**Work task**:
Print all the data below exactly, without images.

Records from a data source

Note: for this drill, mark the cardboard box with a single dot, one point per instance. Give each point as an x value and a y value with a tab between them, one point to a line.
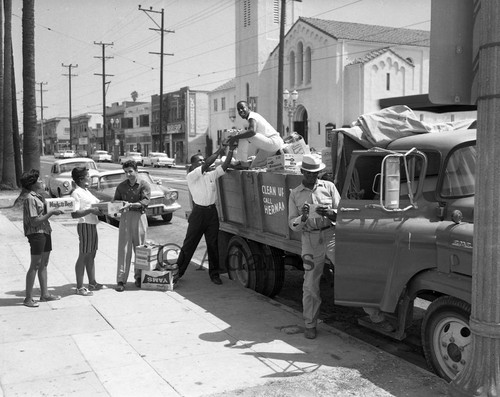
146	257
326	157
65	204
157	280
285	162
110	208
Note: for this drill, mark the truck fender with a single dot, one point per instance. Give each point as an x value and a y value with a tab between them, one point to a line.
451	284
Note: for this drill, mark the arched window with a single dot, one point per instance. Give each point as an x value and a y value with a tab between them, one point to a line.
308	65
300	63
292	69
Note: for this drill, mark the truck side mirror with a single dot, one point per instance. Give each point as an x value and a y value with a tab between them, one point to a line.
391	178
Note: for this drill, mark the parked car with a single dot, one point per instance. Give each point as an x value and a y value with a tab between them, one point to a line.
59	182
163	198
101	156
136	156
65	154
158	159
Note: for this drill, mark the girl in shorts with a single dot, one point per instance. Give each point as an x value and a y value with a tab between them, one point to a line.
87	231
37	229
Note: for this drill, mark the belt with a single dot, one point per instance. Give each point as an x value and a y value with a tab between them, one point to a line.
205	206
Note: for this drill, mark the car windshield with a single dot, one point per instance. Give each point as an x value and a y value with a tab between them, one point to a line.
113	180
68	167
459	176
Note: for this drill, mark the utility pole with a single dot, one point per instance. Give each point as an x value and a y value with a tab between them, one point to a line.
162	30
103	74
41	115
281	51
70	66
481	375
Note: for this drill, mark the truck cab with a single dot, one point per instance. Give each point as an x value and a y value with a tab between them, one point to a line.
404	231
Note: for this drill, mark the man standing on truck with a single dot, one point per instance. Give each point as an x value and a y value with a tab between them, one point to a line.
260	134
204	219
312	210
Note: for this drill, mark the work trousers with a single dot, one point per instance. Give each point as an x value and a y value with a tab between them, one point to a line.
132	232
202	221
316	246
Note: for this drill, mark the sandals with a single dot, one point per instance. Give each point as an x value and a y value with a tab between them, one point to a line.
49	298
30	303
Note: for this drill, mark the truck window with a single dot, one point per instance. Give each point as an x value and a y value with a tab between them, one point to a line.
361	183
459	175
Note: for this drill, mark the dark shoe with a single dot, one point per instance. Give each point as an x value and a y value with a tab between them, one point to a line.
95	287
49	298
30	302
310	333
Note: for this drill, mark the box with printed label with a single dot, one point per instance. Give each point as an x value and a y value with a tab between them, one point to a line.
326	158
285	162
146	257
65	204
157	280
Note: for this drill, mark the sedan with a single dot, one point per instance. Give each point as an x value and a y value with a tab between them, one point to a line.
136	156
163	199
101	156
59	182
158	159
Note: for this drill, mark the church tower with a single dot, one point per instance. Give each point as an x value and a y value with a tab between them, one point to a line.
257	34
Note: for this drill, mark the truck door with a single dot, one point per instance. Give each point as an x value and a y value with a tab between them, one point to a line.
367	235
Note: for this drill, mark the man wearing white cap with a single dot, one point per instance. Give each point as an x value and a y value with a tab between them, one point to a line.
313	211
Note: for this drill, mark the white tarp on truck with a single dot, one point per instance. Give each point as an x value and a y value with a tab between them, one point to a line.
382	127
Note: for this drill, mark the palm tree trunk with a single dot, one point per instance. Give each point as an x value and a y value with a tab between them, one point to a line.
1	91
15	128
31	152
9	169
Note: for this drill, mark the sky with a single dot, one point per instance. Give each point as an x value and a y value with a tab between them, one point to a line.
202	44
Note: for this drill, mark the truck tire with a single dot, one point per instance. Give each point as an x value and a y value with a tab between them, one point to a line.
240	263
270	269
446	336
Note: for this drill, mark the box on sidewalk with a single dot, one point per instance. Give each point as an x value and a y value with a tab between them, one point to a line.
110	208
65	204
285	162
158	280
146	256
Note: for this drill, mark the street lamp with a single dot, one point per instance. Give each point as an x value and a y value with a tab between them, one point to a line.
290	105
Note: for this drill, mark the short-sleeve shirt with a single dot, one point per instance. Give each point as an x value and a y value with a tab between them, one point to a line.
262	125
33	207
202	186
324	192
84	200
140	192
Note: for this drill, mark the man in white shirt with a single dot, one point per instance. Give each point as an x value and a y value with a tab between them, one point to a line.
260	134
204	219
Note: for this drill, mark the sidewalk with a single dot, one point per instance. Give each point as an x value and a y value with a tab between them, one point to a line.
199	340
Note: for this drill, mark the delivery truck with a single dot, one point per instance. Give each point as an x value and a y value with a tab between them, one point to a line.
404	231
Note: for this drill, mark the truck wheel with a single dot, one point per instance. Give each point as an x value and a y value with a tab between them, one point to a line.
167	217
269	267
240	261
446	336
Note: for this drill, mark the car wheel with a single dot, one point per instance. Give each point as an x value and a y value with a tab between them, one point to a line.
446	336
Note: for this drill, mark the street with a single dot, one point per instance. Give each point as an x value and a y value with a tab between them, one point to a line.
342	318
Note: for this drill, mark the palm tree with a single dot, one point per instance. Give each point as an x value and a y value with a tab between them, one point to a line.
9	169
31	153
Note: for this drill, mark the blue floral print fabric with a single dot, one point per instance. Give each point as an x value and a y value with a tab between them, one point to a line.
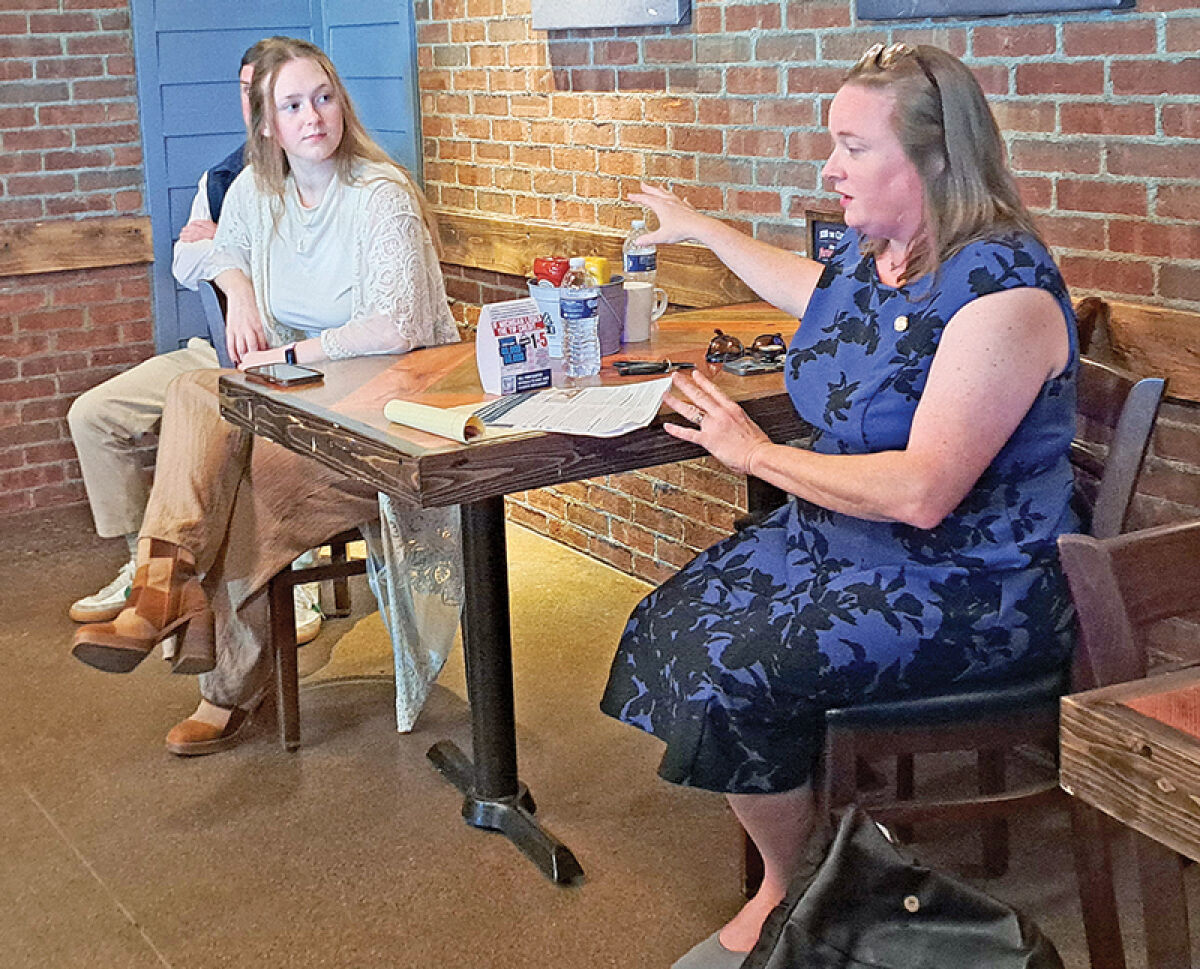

**Solution**:
Note: for this drill, mark the cardboard box with a single dot, one point per instance. Give each point as an x value and a y value with a tab between them, one point to a line.
146	257
326	157
65	204
157	280
285	162
110	208
Note: for this drill, mark the truck fender with a single dot, one point per instance. Give each point as an x value and a y value with a tab between them, one point to a line.
451	284
Note: for this drill, mark the arched window with a single dot, one point per instance. Give each point as an x value and a y value with a tab between them, one point to a line.
308	65
300	63
292	69
Note: for this drill, mark the truck side mirror with a single dot, one point per instance. Give each point as an x value and a y value with a tab between them, one point to a line.
391	178
Note: for this drill, mark the parked car with a single dot, one point per instance. Give each point as an x value and a y value with a tab between them, one point to a line.
59	182
163	198
101	156
136	156
65	154
158	159
Note: for this drill, mark the girl in shorts with a single dot, one point per instance. Give each point as an x value and a y value with a tab between them, one point to a line.
87	231
37	229
Note: for this drill, mark the belt with a single dot, one point per instance. Give each point as an x value and a y value with a tab between them, one point to a line.
205	206
Note: for this drill, mark the car windshield with a single dot, one point per instance. Give each point as an x value and a y value with a tab between them, one point to a line.
113	180
68	167
459	176
Note: for this drill, mark the utility pole with a single dot, one point per instance. Give each point as an x value and a y value with a tab between them, one point to a line.
162	30
103	74
41	115
281	51
70	66
481	375
Note: for this drill, mark the truck cab with a single dot, one point per instance. Give each point as an x value and a y value with a tab between them, one point to a line.
404	231
Note: for this drill, mark the man standing on truck with a single dot, one point per instance. Give each point as an x value and a y value with a tab between them, one point to a line.
260	134
204	219
312	210
Note: for this drill, mark the work trousers with a single dot, one point per instance. Give each point as an x value and a y value with a tab between them, one point to a line.
132	232
202	221
316	246
Note: for this drill, mark the sandals with a single dot, one point per instance. Give each point as an x value and a y value with a tab between them, one point to a line.
49	298
30	303
Note: for this drill, mark the truck window with a single dot, one point per instance. Give each point as an x value and a y value with a tab between them, one point to a line.
361	183
459	175
Note: for this drill, mark the dark shoe with a single dot, one point per instance. Give each point as an x value and a y value with a tab between them, one point to a line.
95	287
49	298
30	302
310	333
Note: for this drill, mark the box with printed label with a single dot, one point per instance. Give each point as an x value and a y value with a tab between them, one point to a line.
326	158
285	162
146	257
65	204
157	280
Note: for this drill, mark the sedan with a single dot, one point per instance. Give each point as an x value and a y value with a tab between them, one point to a line.
136	156
163	199
101	156
59	182
158	159
Note: for this drill, mark the church tower with a single dot, one point per instance. Give each point as an x value and a y value with a tab between them, one point to a line.
257	34
Note: for this drill, mark the truck door with a single dot, one point per instance. Give each point as an x value and a y value with a tab between them, one point to a line.
367	235
Note: for this drill, mark the man wearing white cap with a single dot, one point per instance. Give each point as an x value and a y value with a tab between them, one point to a line.
313	211
Note: for this drill, mark the white tarp on truck with a single dot, one point per instance. Give each point as an x value and a y value with a tab between them, one point to a line.
382	127
Note: for this drill, mark the palm tree trunk with a single dot, one point per instance. Give each point as an x value and a y value with a tab between them, one point to a line.
1	91
15	128
31	152
9	169
Note: for this drill, mark the sky with a single dot, one point per instance. Give each point as an x value and a y value with a tab between them, one point to a line.
202	44
Note: for this drill, mark the truck tire with a single dot, one point per instance. Give each point as an x value and a y value with a tab between them, one point to a line.
240	263
270	269
446	336
Note: for this drill, mark the box on sidewalk with a single dot, one point per instance. Give each point as an x value and a y value with a tab between them, one point to a line.
110	208
65	204
285	162
158	280
146	256
Note: for this drill, mark the street lamp with a single dot, one point per instance. Give each point as an x value and a y value with a tab between them, one point to a line.
290	105
Note: for this drill, mark the short-sleeve shirt with a single dot, one point per instance. Give each point as an x value and a y value with a tab between them, one point to a line.
262	125
33	207
202	186
324	192
84	200
140	192
Note: for this drill, mark the man in white shirt with a single dot, one point per instance. Give each point as an x value and a y value with a tab between them, one point to a line.
260	134
204	219
Note: for this drill, mark the sidewalk with a single dot, one point per instance. Give each point as an x value and a y value with a tab between them, one point to a line.
199	340
Note: for this drill, mark the delivery truck with a single dot, one point per instance. Give each point as an x value and a y value with a tab between them, one point to a line.
404	231
Note: for this drill, mark the truck wheel with a single dot, one point per instance. Give each point as an x value and a y value with a tab between them, one point to a line.
167	217
269	267
240	261
446	336
Note: for this drill, mark the car wheel with a single dot, one point per instance. Give each point as an x value and a y value with a tab between them, one point to a line.
446	336
Note: for this drill, mark the street with a single dot, one point per instance. Give each point as an x value and a y value with a tab between them, one point to a line.
342	318
Note: for this drill, mark the palm tree with a single dot, one point per instance. Give each point as an x value and a y value with a tab between them, one point to a line.
9	169
31	153
Note: for this drill, mark the blue floral print fabric with a single dot, one point per instance. Give each point as an x value and a y value with a tab between them, one point to a line.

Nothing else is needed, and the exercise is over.